*THINGS TO DO*
A – In the case summary on United States v. Fernandez, rewrite the passage starting with "No. 20-2106. D.N.M." and going on through "revealed no contraband.", putting "travel bag" wherever "duffel bag" appears.
B – Using the case summary on United States v. Fernandez, answer these questions:
(i) What date does the summary give?
(ii) How many days after the first encounter did the agent examine the luggage on the other bus?
(iii) What did Agent Perry find when he opened the bag?
C – Pick up the case summary on United States v. Fernandez after its last sentence and continue it.

United States v. Fernandez.
No. 20-2106. D.N.M. Judge Hartz. Sufficiency of the Evidence—Fourth Amendment Search and Seizure—Waiver of Argument—Abandonment of Property—Agency—Due Process.
December 13, 2021
Defendant was a passenger on a Greyhound bus that stopped at a bus terminal for a layover. During the layover, Drug Enforcement Administration (DEA) Agent Perry conducted a routine search for signs of drug trafficking, which included talking to passengers. Agent Perry approached defendant, who was wearing a distinctive black hat and had a black duffel bag at his feet. Defendant voluntarily spoke with Agent Perry and consented to a pat-down search of his person and bag, which revealed no contraband.
Three days later, Agent Perry was examining luggage stored inside another bus during a layover at the same terminal and noticed a large black duffel bag in an overhead compartment near the rear of the bus. The bag felt very heavy and had no name tag, and the agent surmised that it contained narcotics. Agent Perry approached each reboarding passenger in attempt to find out who owned the duffel bag. When defendant boarded, another DEA agent noticed he looked panicked. Defendant sat in the middle of the bus, physically distancing himself from the bag by sitting several rows away from it, even though there were few passengers on the bus. Defendant constantly looked at Agent Perry to observe his interactions with other passengers, and then left his seat for the lavatory and peeked out several times. When questioned by Agent Perry, defendant initially denied having any luggage on the bus, but he later stated that the bag was his and asked if the agent wanted to check it out. Agent Perry opened the bag and discovered a package of illegal drugs. As he was arrested, defendant denied it was his bag.

*INFORMATION PROVIDED*
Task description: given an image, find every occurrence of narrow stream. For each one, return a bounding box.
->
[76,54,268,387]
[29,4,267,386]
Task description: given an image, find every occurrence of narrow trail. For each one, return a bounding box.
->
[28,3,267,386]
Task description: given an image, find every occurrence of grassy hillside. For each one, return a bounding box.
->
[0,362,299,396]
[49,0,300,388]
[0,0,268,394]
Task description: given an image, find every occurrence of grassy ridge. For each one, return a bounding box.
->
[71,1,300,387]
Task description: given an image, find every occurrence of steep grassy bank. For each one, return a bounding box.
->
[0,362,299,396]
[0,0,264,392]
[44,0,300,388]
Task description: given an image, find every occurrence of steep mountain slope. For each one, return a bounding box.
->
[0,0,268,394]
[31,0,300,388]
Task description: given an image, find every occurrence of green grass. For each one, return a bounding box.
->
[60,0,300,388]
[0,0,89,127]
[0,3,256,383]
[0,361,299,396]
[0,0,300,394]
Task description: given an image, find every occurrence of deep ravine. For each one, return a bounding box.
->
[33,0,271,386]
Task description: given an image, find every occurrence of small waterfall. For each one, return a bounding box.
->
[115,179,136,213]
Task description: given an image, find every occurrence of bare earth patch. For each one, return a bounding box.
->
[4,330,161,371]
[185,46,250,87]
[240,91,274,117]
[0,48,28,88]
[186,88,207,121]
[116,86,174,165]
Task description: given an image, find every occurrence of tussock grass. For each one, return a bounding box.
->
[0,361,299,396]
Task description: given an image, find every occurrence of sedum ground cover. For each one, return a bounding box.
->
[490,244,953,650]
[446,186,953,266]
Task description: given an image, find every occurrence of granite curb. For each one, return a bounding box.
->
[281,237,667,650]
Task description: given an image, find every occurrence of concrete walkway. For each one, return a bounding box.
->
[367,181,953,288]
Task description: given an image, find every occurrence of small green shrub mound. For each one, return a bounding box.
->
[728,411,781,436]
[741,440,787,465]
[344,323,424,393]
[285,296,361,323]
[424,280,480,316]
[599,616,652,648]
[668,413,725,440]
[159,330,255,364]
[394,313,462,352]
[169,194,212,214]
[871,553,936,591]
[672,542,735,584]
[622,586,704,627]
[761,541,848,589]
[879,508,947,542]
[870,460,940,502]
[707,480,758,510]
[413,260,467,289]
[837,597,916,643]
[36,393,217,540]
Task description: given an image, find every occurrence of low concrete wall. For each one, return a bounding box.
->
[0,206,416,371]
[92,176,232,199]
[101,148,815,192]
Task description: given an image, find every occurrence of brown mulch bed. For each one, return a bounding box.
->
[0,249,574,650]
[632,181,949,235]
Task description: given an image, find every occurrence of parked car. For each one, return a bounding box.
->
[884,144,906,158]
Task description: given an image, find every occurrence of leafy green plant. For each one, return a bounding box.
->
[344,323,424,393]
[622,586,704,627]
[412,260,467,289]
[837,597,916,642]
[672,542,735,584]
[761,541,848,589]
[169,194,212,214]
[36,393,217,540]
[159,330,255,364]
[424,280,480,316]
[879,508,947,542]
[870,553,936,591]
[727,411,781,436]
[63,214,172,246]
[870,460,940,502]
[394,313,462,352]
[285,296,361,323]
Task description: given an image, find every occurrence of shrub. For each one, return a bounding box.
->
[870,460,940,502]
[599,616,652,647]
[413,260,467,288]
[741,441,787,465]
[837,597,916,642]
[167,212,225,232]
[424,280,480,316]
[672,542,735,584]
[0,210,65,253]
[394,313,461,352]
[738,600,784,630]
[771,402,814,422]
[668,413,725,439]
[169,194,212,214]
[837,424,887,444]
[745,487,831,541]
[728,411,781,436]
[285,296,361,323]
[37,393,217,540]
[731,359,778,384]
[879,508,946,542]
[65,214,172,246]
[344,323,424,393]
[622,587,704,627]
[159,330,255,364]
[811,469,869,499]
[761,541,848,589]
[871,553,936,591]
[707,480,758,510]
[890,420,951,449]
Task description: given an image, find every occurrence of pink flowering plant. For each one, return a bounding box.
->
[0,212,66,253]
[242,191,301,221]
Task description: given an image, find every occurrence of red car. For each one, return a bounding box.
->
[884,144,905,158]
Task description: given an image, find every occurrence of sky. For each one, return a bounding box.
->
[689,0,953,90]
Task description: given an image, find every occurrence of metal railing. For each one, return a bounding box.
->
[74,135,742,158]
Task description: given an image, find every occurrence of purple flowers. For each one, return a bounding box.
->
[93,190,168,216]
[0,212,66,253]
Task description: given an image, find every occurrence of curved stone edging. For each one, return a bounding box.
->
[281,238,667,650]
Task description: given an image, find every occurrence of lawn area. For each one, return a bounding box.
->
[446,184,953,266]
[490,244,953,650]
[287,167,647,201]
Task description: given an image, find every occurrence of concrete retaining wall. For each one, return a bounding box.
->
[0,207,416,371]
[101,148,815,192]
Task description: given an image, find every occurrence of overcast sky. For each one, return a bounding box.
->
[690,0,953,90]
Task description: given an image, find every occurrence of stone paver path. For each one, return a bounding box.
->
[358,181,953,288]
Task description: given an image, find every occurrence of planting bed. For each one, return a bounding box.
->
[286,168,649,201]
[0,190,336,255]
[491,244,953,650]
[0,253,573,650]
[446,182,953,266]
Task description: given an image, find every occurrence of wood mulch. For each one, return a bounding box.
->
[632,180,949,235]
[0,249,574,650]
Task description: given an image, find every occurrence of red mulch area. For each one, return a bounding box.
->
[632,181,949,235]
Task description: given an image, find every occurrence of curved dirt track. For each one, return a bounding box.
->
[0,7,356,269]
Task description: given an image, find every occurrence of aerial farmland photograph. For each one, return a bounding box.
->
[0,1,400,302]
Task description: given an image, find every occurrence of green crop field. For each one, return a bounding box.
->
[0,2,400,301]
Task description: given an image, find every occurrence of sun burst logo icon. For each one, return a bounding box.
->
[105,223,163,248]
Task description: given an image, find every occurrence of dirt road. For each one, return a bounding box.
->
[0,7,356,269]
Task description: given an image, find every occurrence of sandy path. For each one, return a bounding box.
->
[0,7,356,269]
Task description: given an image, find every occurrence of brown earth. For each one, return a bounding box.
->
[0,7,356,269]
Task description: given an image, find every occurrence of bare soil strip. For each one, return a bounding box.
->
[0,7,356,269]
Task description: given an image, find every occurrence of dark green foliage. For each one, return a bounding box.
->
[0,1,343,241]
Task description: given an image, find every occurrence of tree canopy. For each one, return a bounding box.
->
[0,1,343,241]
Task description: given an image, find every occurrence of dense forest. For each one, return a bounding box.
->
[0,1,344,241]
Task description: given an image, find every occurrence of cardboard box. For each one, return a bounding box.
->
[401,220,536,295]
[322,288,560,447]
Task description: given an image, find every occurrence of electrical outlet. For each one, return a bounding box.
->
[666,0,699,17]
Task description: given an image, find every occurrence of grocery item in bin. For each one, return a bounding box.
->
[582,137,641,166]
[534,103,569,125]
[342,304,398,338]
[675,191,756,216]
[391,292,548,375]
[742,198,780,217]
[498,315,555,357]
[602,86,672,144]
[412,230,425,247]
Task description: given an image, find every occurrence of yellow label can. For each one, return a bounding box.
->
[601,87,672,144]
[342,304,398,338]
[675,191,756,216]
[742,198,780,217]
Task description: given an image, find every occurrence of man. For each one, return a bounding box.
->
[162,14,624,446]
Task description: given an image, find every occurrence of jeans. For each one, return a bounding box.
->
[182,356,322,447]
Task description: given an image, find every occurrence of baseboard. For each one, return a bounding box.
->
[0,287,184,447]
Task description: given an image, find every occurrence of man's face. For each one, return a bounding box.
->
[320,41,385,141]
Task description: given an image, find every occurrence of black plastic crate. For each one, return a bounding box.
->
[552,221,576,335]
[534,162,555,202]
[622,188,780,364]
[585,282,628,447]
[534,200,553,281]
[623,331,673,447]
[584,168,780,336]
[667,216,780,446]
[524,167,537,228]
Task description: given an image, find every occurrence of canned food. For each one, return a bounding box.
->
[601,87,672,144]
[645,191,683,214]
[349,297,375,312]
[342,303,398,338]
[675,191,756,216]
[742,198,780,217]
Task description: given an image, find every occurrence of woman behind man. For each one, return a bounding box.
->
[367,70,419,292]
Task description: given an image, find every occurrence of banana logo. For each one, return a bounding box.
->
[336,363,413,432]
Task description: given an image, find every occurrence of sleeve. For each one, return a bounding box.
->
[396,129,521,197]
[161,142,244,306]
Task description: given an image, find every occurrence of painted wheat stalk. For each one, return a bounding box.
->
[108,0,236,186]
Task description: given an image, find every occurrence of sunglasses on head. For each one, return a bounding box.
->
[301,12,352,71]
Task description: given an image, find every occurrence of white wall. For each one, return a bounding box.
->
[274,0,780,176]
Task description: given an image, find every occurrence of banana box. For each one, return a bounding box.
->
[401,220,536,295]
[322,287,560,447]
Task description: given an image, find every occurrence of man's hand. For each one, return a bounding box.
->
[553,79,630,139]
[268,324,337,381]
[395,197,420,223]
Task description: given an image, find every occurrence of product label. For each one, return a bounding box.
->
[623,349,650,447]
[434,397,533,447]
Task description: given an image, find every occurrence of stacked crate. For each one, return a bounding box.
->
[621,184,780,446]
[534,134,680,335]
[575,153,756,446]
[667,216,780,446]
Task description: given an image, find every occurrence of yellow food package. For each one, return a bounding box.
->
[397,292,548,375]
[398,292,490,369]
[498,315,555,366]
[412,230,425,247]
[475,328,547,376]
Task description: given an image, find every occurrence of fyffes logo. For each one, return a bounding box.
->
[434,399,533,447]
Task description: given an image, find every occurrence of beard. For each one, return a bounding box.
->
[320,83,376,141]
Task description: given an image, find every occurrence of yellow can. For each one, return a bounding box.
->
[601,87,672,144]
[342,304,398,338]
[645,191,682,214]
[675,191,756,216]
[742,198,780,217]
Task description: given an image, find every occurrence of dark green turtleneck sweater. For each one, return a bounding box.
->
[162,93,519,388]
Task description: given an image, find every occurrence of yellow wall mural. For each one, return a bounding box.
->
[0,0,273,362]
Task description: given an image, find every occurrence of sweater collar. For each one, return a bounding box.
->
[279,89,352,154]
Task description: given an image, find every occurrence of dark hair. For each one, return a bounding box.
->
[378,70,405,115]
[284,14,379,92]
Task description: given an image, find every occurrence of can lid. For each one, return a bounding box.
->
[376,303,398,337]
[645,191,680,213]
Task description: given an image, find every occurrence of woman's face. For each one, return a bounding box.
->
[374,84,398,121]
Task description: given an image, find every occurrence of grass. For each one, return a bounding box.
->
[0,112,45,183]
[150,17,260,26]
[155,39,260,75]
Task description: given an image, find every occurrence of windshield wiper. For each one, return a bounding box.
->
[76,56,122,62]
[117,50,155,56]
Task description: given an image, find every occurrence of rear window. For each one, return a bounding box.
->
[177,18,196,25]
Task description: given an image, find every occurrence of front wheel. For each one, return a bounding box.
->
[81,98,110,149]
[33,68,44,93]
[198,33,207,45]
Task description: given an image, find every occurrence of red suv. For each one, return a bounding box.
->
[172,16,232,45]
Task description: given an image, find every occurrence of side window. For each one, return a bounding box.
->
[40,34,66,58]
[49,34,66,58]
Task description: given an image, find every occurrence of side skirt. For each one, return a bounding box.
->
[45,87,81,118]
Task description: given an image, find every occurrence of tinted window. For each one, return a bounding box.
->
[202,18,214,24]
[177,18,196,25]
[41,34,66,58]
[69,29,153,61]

*EXERCISE ANSWERS*
A –
No. 20-2106. D.N.M. Judge Hartz. Sufficiency of the Evidence—Fourth Amendment Search and Seizure—Waiver of Argument—Abandonment of Property—Agency—Due Process.
December 13, 2021
Defendant was a passenger on a Greyhound bus that stopped at a bus terminal for a layover. During the layover, Drug Enforcement Administration (DEA) Agent Perry conducted a routine search for signs of drug trafficking, which included talking to passengers. Agent Perry approached defendant, who was wearing a distinctive black hat and had a black travel bag at his feet. Defendant voluntarily spoke with Agent Perry and consented to a pat-down search of his person and bag, which revealed no contraband.

B –
(i) December 13, 2021.
(ii) Three days.
(iii) A package of illegal drugs.

C –
Defendant was indicted on one count of possession of methamphetamine with intent to distribute. He moved to suppress evidence from the bag and subpoenaed recordings from Greyhound surveillance cameras to support the suppression motion. Greyhound responded with recordings from a few cameras and stated that no video was available from several other cameras. Defendant moved to hold the government responsible for destruction of the video surveillance footage on the ground that Greyhound was acting as a government agent with respect to its handling of the surveillance cameras and video recordings. The district court conducted evidentiary hearings on both the agency issue and the motion to suppress. It ruled that Greyhound was not acting as an agent of the government and denied the motion to suppress. Defendant was convicted and sentenced to 180 months’ imprisonment.
Defendant argued on appeal that his conviction should be overturned because there was insufficient evidence of his guilt. A conviction may be reversed for insufficient evidence only when no reasonable jury could find the defendant guilty beyond a reasonable doubt. Here, defendant’s behavior when he reboarded the bus, his admission that the bag was his, that fact that the bag contained medical paperwork bearing his name, and the distinctive black hat that Agent Perry recognized as the one defendant had on during their previous encounter, constituted strong evidence of guilt.
Defendant also argued that the district court erred in denying his motion to suppress because the evidence was seized in violation of the Fourth Amendment. However, defendant failed to raise his argument about how agents handled the bag before passengers reboarded in district court, so it was waived. Further, Agent Perry did not violate defendant’s Fourth Amendment rights because defendant abandoned the bag by affirmatively disclaiming ownership of it.
Defendant further contended that he was denied due process because the government was responsible for the destruction of or failure to preserve potentially exculpatory video. However, testimony established that the DEA had nothing to do with how Greyhound operated or maintained its video surveillance system, so the government was not responsible. Further, defendant raised no legitimate complaint about the district court’s refusal to conduct an in-camera hearing. Accordingly, defendant was not denied due process, and the district court did not err.
The conviction was affirmed.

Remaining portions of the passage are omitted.